───── RECORDS TO USE ─────
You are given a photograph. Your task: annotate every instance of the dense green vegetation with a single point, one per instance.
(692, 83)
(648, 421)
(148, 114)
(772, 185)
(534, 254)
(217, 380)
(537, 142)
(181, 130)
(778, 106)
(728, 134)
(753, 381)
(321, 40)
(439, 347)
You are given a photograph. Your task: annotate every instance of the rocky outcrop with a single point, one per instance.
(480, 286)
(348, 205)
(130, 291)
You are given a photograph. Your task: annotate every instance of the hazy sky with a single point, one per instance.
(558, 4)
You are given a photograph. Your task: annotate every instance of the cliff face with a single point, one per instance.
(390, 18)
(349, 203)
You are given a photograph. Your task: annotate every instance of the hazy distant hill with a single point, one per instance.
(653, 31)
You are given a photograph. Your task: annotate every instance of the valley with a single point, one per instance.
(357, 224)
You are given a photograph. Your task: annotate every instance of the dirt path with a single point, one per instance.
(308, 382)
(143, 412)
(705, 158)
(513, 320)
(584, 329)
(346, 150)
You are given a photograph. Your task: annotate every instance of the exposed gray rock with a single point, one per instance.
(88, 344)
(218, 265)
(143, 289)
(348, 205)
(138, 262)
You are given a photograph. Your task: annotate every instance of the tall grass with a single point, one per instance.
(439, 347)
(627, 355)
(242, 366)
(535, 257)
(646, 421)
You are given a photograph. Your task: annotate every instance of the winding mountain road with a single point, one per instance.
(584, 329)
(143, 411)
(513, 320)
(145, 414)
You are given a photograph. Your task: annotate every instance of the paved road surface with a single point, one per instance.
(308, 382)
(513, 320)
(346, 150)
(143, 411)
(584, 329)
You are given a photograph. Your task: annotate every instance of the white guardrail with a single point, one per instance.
─────
=== WHAT YOU SHOULD DO ===
Every entry must appear in the answer exactly as written.

=== RESULT ===
You are given a photograph. Your task: annotate every instance of the dense green vegetation with a single point, one per instance.
(692, 83)
(648, 421)
(148, 114)
(772, 185)
(534, 254)
(217, 380)
(537, 142)
(181, 130)
(778, 106)
(728, 134)
(753, 381)
(321, 40)
(439, 347)
You are given a photograph. Your task: annotate every instance of the rocky outcrop with a single point, one per instance.
(480, 286)
(348, 205)
(130, 291)
You are given a photograph. Your task: annotate every instance of the hazy sky with a single point, one per instance.
(558, 4)
You are given a photograph. Your task: annotate every instance of the cliff face with a single point, one per instance.
(390, 18)
(349, 203)
You are given a photograph. Your task: annotate every instance of the hazy distant hill with a single point, one per instance.
(653, 31)
You are given a photograph. Your task: annotate every instance of the valley with a single point, one per instance.
(357, 224)
You are given a photograph. Your task: annotate every instance of the dirt path with a single point, one per instance.
(308, 382)
(143, 412)
(705, 158)
(513, 320)
(584, 329)
(346, 150)
You are given a photograph. Your task: annotate every instance of the exposed gray rock with a single point, one per instance.
(88, 344)
(218, 265)
(143, 289)
(348, 205)
(138, 262)
You are given a photograph. Your task: annotate every instance of the tall grass with a single point, one per instance.
(439, 347)
(627, 355)
(242, 366)
(535, 257)
(646, 421)
You are given a photograph. Your task: annotate every instance of the winding mountain road with a single point, one per instance.
(584, 329)
(143, 411)
(513, 320)
(145, 414)
You are given a photograph. Your task: annotate every instance of the paved road surface with a single point, one per instance.
(308, 382)
(513, 320)
(346, 150)
(143, 411)
(584, 329)
You are given a photograph. Your task: annotate every instance of the white guardrail with a single point, one per instance.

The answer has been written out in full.